__TASK BRIEF__: Continue the biographical article on Philip Shallcrass that follows, picking up after its final sentence.

__SELECTED TEXT__:
+++

- Born: 1953 (age 72–73)
- Other name: Greywolf
- Known for: British Druid Order

= Philip Shallcrass =

Chief of the British Druid Order

Philip Shallcrass (born 1953), often known by his Druid name, Greywolf, is Chief of the British Druid Order. He is an English artist, writer, poet, musician and singer-songwriter who pioneered a "shamanic" Druidism.

==Background==
Philip Shallcrass was born in Sussex, England in 1953. His first visit to Avebury occurred in the 1970s. In 1974 he discovered Druidry through reading Robert Graves' The White Goddess. In the same year, Shallcrass read Mircea Eliade's Shamanism: Archaic Techniques of Ecstasy. Eliade's book contained descriptions of the visionary experiences of shamans that mirrored events in Shallcrass's own life. Further studies convinced him that Druidry was the earliest recorded form of native European shamanism. As a child Shallcrass was familiar with the Christian church; later, he would be inspired by the Welsh medieval text The Mabinogion and its stories. Shallcrass went on to run an occult bookshop in St. Leonards before being asked to join Alex Sander's coven, an offer which he would turn down. After working on Wicca with a different group Shallcrass went on to form the Grove of the Badger, a group based on Druidic principles. As a result of running a Druid group he decided that he was running a religious house as a response to Margaret Thatcher and the poll tax, providing proof of this to the relevant authorities which would propel him further along the course of Druidry. Meetings with Philip Carr Gomm and his wife Stephanie led to Shallcrass joining The Council of British Druid Orders and running a stall at a Pagan Federation national conference. During a sweat lodge at an OBOD camp in 1994, Shallcrass made contact with a wolf spirit who would become his spiritual guide and guardian.

+++

Dataset excerpts on object pointing
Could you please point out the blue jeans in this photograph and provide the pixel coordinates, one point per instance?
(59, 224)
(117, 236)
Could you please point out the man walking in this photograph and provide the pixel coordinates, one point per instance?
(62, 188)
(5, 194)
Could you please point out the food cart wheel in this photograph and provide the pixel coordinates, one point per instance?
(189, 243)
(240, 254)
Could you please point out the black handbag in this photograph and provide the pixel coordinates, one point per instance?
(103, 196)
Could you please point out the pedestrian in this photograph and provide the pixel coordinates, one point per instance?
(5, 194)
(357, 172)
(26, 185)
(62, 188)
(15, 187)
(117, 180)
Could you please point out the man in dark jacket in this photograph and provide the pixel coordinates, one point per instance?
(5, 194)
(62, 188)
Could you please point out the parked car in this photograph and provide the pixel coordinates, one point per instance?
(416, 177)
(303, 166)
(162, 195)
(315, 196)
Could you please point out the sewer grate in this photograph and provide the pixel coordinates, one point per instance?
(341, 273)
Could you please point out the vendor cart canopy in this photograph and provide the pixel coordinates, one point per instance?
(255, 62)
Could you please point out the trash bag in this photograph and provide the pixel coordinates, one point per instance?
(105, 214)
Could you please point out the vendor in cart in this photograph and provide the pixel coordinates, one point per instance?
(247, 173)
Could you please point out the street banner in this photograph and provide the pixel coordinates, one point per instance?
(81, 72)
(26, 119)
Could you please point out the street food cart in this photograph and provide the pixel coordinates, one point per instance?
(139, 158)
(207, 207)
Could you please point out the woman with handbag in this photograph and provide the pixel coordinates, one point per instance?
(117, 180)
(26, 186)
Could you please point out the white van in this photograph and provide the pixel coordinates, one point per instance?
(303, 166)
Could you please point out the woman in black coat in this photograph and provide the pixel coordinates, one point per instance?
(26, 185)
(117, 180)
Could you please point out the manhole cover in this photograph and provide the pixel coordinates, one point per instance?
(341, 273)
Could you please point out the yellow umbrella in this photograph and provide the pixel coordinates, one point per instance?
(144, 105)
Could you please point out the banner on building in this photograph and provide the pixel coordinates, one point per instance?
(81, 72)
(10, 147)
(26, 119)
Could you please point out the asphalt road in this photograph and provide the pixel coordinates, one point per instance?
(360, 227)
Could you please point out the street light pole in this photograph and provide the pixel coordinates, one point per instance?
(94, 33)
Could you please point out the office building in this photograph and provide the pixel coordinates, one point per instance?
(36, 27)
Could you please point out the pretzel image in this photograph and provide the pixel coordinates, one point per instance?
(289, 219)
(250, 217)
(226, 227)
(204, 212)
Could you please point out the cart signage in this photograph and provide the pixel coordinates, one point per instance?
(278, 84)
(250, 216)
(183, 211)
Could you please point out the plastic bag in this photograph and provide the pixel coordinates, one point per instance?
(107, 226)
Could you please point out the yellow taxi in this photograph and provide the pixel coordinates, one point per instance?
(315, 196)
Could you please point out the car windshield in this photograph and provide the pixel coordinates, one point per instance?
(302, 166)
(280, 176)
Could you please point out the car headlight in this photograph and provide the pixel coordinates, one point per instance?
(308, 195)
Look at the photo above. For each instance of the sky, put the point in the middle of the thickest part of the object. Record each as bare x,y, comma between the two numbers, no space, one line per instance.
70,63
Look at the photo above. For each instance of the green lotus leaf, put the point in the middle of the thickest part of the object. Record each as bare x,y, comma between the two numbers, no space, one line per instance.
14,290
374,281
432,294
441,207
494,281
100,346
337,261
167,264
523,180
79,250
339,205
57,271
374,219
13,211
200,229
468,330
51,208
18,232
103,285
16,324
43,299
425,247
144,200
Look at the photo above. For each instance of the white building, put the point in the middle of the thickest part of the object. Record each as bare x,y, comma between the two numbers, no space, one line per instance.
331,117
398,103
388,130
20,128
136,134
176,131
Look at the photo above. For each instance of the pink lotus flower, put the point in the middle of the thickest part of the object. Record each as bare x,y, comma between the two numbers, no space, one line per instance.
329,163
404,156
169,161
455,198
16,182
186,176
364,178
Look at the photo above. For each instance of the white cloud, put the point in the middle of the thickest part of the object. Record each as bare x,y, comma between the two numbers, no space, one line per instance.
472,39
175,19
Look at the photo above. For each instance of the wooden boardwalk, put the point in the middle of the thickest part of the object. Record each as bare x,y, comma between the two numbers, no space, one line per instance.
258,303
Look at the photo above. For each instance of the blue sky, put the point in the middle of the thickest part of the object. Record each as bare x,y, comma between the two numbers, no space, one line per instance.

+++

__RESULT BELOW__:
==Work==
In 1978, Shallcrass joined an Alexandrian Wiccan coven, being initiated a High Priest the following year. During the course of that year, he had been writing seasonal festival rites for the coven. These were heavily influenced by his studies in Druidry. By the time the festival cycle was complete, the coven's celebrations had become so Druidic in flavour that the members agreed to stop calling themselves a coven and become instead a Grove; the Grove of the Badger. This is now seen as the Mother Grove of the British Druid Order (BDO).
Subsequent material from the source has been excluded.